STORED DATA.
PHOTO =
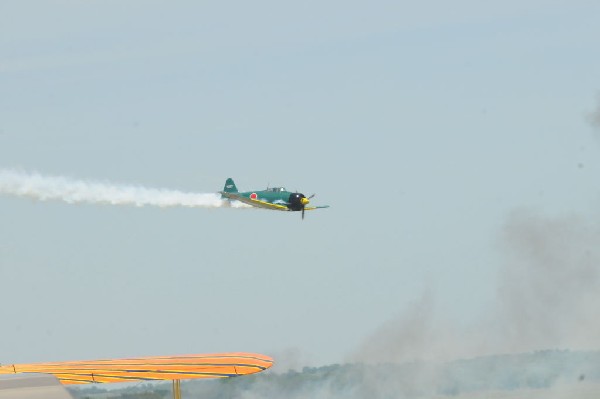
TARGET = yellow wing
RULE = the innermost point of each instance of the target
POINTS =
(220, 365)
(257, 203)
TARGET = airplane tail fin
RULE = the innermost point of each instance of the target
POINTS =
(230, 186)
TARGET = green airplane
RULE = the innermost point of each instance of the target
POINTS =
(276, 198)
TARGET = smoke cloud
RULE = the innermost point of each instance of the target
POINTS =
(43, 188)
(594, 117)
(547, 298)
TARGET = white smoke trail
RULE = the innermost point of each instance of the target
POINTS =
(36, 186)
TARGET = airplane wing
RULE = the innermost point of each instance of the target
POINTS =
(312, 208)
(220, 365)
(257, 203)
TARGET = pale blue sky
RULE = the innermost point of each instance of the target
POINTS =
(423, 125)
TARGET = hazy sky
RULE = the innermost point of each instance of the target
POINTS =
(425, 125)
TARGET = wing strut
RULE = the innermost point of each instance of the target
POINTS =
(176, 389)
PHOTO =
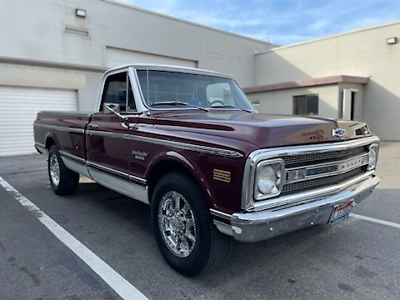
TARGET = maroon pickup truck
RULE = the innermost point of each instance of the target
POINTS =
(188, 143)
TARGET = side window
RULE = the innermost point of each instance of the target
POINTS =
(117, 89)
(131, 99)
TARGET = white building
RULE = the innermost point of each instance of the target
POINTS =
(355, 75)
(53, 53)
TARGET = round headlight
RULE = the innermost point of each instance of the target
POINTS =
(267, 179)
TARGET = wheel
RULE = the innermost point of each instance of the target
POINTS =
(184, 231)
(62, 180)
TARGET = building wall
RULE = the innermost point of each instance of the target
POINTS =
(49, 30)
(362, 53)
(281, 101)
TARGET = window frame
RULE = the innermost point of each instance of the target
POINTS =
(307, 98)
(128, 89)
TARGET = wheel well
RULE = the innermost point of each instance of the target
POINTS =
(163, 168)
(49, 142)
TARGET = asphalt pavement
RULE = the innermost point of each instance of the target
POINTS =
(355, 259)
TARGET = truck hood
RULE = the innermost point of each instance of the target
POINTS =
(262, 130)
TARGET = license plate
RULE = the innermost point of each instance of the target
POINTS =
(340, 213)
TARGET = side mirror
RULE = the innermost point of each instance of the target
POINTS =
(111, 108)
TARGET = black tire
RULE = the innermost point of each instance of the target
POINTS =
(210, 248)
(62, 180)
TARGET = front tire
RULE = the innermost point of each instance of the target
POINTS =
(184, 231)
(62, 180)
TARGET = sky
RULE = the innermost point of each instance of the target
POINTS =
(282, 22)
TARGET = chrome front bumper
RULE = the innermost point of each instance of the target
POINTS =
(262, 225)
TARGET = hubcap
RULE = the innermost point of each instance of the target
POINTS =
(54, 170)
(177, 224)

* * *

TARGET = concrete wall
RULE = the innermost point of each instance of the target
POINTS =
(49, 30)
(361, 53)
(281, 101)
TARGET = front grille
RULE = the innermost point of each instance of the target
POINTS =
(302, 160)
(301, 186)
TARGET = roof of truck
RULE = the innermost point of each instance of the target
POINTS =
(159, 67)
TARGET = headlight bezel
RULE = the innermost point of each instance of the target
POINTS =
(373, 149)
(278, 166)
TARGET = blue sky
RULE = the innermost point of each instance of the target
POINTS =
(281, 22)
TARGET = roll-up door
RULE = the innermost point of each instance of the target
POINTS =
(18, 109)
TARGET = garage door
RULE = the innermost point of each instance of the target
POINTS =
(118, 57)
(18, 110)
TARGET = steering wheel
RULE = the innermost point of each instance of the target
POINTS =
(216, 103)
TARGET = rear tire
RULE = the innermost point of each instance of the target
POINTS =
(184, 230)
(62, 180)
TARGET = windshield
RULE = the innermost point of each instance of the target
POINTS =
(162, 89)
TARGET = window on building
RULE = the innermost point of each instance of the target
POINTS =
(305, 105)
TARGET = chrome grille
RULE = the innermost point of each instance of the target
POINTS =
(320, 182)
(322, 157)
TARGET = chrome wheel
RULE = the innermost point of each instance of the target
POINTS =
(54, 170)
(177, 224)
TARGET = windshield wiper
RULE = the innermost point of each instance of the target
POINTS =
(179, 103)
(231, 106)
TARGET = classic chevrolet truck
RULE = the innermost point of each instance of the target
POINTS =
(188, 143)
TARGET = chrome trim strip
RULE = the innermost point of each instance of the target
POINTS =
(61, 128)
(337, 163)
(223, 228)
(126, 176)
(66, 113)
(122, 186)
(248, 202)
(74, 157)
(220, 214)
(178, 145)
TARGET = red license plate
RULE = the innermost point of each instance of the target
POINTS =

WHAT THIS TASK INVOLVES. Give a tally of the lines in the listing above that contain the word "truck", and provide nothing beyond the number.

RESULT OF THIS EXERCISE. 4